Substitute "object detector" for every "detection system" in the listing below, leaving all other text unchanged.

[begin Material provided]

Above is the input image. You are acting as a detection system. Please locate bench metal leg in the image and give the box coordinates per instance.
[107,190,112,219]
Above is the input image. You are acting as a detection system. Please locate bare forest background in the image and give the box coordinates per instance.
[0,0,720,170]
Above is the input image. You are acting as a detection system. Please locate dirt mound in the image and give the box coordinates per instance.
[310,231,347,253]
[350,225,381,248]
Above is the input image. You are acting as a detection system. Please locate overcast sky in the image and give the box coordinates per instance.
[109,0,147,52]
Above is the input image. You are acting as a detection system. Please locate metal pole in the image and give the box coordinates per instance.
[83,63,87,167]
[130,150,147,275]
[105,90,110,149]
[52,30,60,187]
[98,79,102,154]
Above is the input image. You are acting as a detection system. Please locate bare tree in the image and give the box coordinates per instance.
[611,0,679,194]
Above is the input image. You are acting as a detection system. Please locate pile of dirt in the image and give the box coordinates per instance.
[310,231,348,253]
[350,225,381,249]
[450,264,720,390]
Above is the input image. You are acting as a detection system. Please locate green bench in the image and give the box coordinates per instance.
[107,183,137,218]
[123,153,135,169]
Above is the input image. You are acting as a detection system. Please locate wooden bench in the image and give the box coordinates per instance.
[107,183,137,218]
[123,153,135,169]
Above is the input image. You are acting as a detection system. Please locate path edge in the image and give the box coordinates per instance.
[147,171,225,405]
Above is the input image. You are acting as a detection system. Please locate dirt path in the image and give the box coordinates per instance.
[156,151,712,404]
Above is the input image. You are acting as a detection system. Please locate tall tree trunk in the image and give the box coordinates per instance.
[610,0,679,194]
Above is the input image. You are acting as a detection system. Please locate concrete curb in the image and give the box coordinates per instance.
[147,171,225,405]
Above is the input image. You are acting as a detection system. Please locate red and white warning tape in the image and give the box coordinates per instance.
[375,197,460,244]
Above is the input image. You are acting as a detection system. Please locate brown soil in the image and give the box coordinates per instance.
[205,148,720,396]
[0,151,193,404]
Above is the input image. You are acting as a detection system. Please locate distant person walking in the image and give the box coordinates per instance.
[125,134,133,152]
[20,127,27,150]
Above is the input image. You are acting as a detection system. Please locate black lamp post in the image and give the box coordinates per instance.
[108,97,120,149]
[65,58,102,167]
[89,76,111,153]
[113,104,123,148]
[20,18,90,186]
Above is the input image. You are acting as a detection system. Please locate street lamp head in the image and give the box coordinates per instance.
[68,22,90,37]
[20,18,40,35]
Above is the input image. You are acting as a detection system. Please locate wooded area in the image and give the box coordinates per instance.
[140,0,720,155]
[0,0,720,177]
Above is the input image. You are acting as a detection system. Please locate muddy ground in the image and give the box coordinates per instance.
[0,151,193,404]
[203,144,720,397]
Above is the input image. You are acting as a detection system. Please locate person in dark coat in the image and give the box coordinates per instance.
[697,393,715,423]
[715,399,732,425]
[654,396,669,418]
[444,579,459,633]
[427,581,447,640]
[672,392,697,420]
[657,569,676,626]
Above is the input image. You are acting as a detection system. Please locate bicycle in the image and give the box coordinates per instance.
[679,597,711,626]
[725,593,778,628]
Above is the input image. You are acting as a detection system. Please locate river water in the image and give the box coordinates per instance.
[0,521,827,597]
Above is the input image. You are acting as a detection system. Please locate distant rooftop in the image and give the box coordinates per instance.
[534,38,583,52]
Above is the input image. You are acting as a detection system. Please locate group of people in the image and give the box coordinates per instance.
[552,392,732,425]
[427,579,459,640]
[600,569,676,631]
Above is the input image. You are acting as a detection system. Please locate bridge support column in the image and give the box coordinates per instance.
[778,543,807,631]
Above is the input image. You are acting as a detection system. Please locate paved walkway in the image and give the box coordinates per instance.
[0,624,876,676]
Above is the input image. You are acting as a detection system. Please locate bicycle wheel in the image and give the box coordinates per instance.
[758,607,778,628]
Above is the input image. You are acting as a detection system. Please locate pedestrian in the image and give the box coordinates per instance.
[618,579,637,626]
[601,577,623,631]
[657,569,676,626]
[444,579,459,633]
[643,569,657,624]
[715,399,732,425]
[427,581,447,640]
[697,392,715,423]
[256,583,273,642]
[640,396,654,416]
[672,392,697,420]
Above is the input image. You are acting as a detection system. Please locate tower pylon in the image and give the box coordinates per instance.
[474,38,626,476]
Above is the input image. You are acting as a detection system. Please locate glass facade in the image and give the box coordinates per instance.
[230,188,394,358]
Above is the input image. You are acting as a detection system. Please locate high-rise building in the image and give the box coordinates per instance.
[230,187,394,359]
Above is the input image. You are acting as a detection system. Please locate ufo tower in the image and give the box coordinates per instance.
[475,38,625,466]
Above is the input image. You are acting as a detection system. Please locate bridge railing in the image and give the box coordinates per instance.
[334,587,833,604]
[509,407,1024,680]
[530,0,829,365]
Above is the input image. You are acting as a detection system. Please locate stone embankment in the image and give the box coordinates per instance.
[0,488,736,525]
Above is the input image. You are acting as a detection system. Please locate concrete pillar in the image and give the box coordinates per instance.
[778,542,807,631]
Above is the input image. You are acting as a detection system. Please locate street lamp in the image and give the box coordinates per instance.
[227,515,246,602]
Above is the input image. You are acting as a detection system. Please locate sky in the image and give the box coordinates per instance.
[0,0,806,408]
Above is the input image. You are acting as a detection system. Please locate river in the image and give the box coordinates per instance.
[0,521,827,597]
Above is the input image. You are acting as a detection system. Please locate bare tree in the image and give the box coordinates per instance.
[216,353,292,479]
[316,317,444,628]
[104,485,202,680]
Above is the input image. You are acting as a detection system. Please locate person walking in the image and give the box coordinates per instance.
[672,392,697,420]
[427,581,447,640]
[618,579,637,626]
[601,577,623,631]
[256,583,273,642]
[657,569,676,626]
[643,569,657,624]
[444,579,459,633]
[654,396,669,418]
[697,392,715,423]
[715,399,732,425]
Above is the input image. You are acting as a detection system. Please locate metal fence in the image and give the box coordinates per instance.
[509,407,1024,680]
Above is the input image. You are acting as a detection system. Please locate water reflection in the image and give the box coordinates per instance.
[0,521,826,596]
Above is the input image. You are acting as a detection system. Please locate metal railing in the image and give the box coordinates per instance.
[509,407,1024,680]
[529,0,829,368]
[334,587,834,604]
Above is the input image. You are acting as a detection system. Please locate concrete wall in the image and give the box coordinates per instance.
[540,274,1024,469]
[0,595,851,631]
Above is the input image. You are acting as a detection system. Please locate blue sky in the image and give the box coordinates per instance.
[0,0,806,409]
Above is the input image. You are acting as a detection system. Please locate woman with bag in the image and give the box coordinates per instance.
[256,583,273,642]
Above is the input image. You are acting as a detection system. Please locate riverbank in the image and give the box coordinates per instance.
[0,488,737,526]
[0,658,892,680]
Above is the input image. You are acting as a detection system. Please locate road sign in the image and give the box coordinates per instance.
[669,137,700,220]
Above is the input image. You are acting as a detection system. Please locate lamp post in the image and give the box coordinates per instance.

[end Material provided]

◆ Exercise solution:
Above is the input image. You are acting as a object detector. Please locate bench metal leg in the image and give the box coordinates per instance.
[107,190,112,219]
Above is the input image. You are acting as a object detector. Please locate bare forest background in the image and give the box coordinates per instance.
[0,0,720,170]
Above is the input image. You are acting as a object detector. Please locate dirt mound in the image and give the box coordinates per instance.
[310,231,347,253]
[350,225,381,248]
Above is the input image. You are acting as a object detector. Please locate overcast sky in the image and give the box coordinates per instance.
[109,0,147,52]
Above is the input image. You are acting as a object detector. Please locate metal pole in the image and give the box coordinates per instance.
[83,63,87,167]
[130,150,147,275]
[105,90,110,149]
[52,30,60,187]
[98,79,102,154]
Above is the input image. You are acting as a object detector. Please locate bare tree in the image and give the box coordinates per instance.
[611,0,679,194]
Above is the input image. You are acting as a object detector. Please locate pile of dirt in the image and give the box coordinates per instance.
[310,231,348,253]
[350,225,381,249]
[450,264,720,390]
Above is the input image. You are acting as a object detector. Please locate green bench in the image and give the box coordinates per instance.
[107,183,137,218]
[123,153,135,169]
Above is the input image. You are acting as a object detector. Please locate wooden bench in the image and give the box coordinates per instance.
[107,183,137,218]
[123,153,135,169]
Above is the input image. You are acting as a object detector. Please locate path edge in the image and give the box coordinates per instance.
[147,171,225,405]
Above is the input image. You are acting as a object detector. Please locate dirt path in the image and give the box coordinates per instance.
[156,151,712,404]
Above is the input image. You are acting as a object detector. Please locate tall tree trunk in the image and give the box coordinates per instance.
[610,0,679,194]
Above is the input image. You are acting as a object detector. Please locate concrete curb in the image and give the box coordinates per instance.
[147,171,225,405]
Above is the input image. You are acting as a object detector. Please locate red and white warning tape in the image and give the box coordinates per instance.
[375,197,460,244]
Above is the input image. You are acting as a object detector. Please locate brown soil in the image and give the box coordinates per instance.
[205,148,720,396]
[0,151,193,404]
Above is the input image. You are acting as a object detector. Please locate distant person walking in the image and give the box coordinates per instance.
[125,134,133,152]
[20,127,27,150]
Above is the input image. You are acting as a object detector. Please locate black lamp post in the image and give the box coordinates per instance.
[108,97,120,149]
[65,58,102,167]
[89,76,111,153]
[113,104,123,148]
[20,18,90,186]
Above is the input image. You are acting as a object detector. Please locate street lamp head in the image and give the box coordinates per instance.
[68,22,90,37]
[20,18,40,35]
Above is the input image. You are acting as a object detector. Please locate wooded area in the image and give the box coordinates per instance.
[140,0,720,155]
[0,0,720,177]
Above is the input image. You are acting as a object detector. Please locate muddy ground in the image and give the box coordinates per instance.
[0,151,193,404]
[203,144,720,397]
Above is the input image. You are acting as a object detector. Please locate person in dark coat in the image and give the box coordinates per instance.
[697,393,715,423]
[715,399,732,425]
[654,396,669,418]
[444,579,459,633]
[427,581,447,640]
[672,392,697,420]
[657,569,676,626]
Above is the input image. You are acting as a object detector. Please locate bicycle in the image and give the box coordinates per instance.
[679,597,711,626]
[725,593,778,628]
Above is the input image. You are acting as a object detector. Please locate river water in the image and give the box coordinates per instance.
[0,521,827,597]
Above is the input image. You are acting as a object detector. Please locate distant rooftop in the image and give the box coordinates per instance.
[534,38,583,52]
Above is the input image. You are acting as a object detector. Please locate group of people in the image and give the box coordinates per instance.
[552,392,732,425]
[427,579,459,640]
[600,569,676,631]
Above is the input image. You are acting as a object detector. Please locate bridge support column in the image and give the box coordinates per instance.
[778,543,807,631]
Above is the input image. You are acting as a object detector. Please locate paved walkway in the image and give the box coordinates per instance.
[0,624,876,676]
Above is the input image. You are acting as a object detector. Please locate bicycle wheel in the image and give the box coordinates per instance.
[758,607,778,628]
Above is the input image. You are acting as a object detector. Please locate pedestrian in the image and give the box coordinates per instance.
[618,579,637,626]
[601,577,623,631]
[657,569,676,626]
[444,579,459,633]
[643,569,657,624]
[715,399,732,425]
[427,581,447,640]
[697,392,715,423]
[256,583,273,642]
[640,396,654,416]
[672,392,697,420]
Above is the input image. You are acting as a object detector. Please locate tower pylon in the image and give the box coordinates per instance.
[474,38,626,476]
Above is the input image. You are acting as a object detector. Please locate glass facade in the image and give the box coordinates per instance.
[230,188,394,358]
Above is the input image. You are acting as a object detector. Please locate high-rise building in the image and give the box coordinates per instance.
[230,187,394,359]
Above is the input image. You are acting as a object detector. Please locate ufo tower in the image and give the box coordinates per instance.
[475,38,625,466]
Above is the input image. You are acting as a object detector. Please locate bridge railing in the image and give the box coordinates per instance.
[334,587,833,604]
[509,407,1024,680]
[530,0,829,365]
Above is the input image. You are acting as a object detector. Please locate stone embankment in the image and give the box coordinates per instance.
[0,488,736,525]
Above is the input image. You are acting as a object detector. Please locate concrete pillar in the image and give the box coordinates per instance.
[778,542,807,631]
Above is the input image. You are acting as a object detector. Please locate street lamp in the image and give the box coordinates per instance.
[227,515,246,602]
Above is the input image. You are acting as a object detector. Please locate sky in the image and give the box coordinates per instance.
[0,0,806,408]
Above is the input image. You are acting as a object detector. Please locate river in the image and give the box coordinates per instance.
[0,521,827,597]
Above is the input image. You are acting as a object detector. Please locate bare tree in the image and give the box coordinates per instance.
[216,353,292,479]
[316,317,444,628]
[104,485,202,680]
Above is the input image. You are acting as a object detector. Please locate person walking in the image and give the box coordinates per instance.
[672,392,697,420]
[427,581,447,640]
[618,579,637,626]
[601,577,623,631]
[256,583,273,642]
[657,569,676,626]
[643,569,657,624]
[444,579,459,633]
[654,396,669,418]
[697,392,715,423]
[715,399,732,425]
Above is the input image. You are acting as a object detector. Please locate metal fence in the image and give the box coordinates per instance.
[509,407,1024,680]
Above is the input image. You are acting as a object detector. Please locate water reflection in the image and give the box coordinates per instance.
[0,521,826,596]
Above is the input image. You are acting as a object detector. Please locate metal railing in the image and give the box coordinates per instance.
[509,407,1024,680]
[529,0,829,368]
[334,587,834,604]
Above is the input image. You are acting as a object detector. Please locate concrete wall in the image and give the box coordinates per instance.
[540,274,1024,469]
[0,595,851,631]
Above is the input image. You are acting as a object detector. Please locate blue sky in the image and give the box coordinates per instance.
[0,0,806,409]
Above is the input image. You are acting as a object detector. Please locate woman with bag in the image and give the box coordinates per instance.
[256,583,273,642]
Above is the input image. You are acting as a object detector. Please locate riverbank in the image and give the box coordinates per instance.
[0,488,737,526]
[0,658,892,680]
Above is the input image. You are acting as a object detector. Please locate road sign in the image and give the box coordinates per instance.
[669,137,700,220]
Above is the input image. You are acting as a object detector. Please locate lamp post in the image and give the box coordinates per instance.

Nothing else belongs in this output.